[Records drawn from a dataset]

━━━━━━

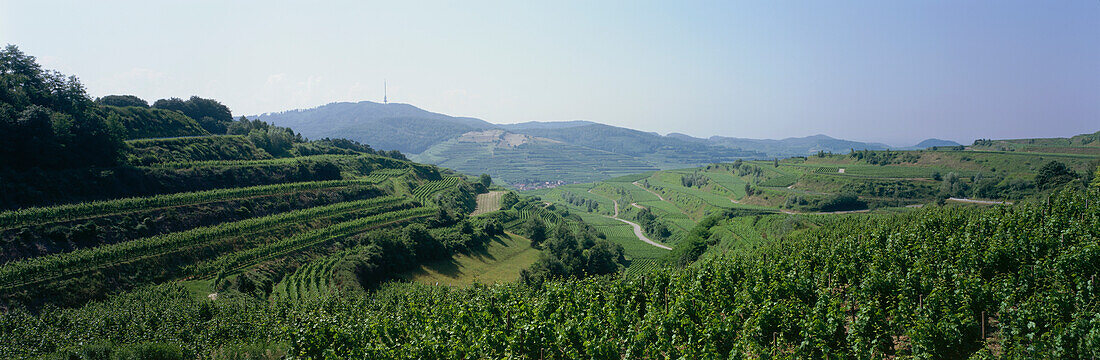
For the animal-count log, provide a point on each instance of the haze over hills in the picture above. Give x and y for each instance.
(553, 151)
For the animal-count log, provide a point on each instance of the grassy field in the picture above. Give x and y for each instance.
(487, 203)
(880, 180)
(622, 233)
(499, 262)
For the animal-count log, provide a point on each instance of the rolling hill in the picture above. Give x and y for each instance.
(384, 126)
(556, 151)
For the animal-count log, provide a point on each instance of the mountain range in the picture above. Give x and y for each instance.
(540, 151)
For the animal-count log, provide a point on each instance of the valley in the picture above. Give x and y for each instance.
(176, 230)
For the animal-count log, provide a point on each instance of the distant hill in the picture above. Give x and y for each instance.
(932, 143)
(1088, 143)
(935, 142)
(520, 159)
(639, 143)
(795, 146)
(546, 124)
(384, 126)
(540, 151)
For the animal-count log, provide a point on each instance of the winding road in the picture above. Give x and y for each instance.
(637, 228)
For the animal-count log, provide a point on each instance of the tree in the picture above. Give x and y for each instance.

━━━━━━

■ What to produce ■
Each entry above should be printed exactly, and any picture in it left out.

■ Solved problem ■
For the animal-count log, provide a point on each instance of the haze over hills in the picture above. Give x and y for each instance.
(553, 151)
For the animal-count log, provide a point on each instance of the grassy field in the picture above. Give x and y for each instance.
(487, 203)
(880, 180)
(622, 233)
(499, 262)
For the animal-count log, provide a point on each instance of the rolling hill in the picture above. Give x and y for each instance.
(384, 126)
(556, 151)
For the animal-count log, provide a point on each instance of the mountain range in the picture above. Give x and y for each instance.
(540, 151)
For the animal-count log, provide a point on each instance of the valley in the picture above. Give x and y for each instance.
(176, 230)
For the animal-count log, provide a point on each instance of the distant hill in the picture above. Give x and y for each instance.
(932, 143)
(1088, 143)
(935, 142)
(520, 159)
(639, 143)
(795, 146)
(546, 124)
(384, 126)
(540, 151)
For the animal-count log, provide a point on each instance of the winding road in the picture above. Give x and y for each instance.
(637, 228)
For the animal-count log, provide a point on each instance of the tree in the picture above. Give x and y for each instance.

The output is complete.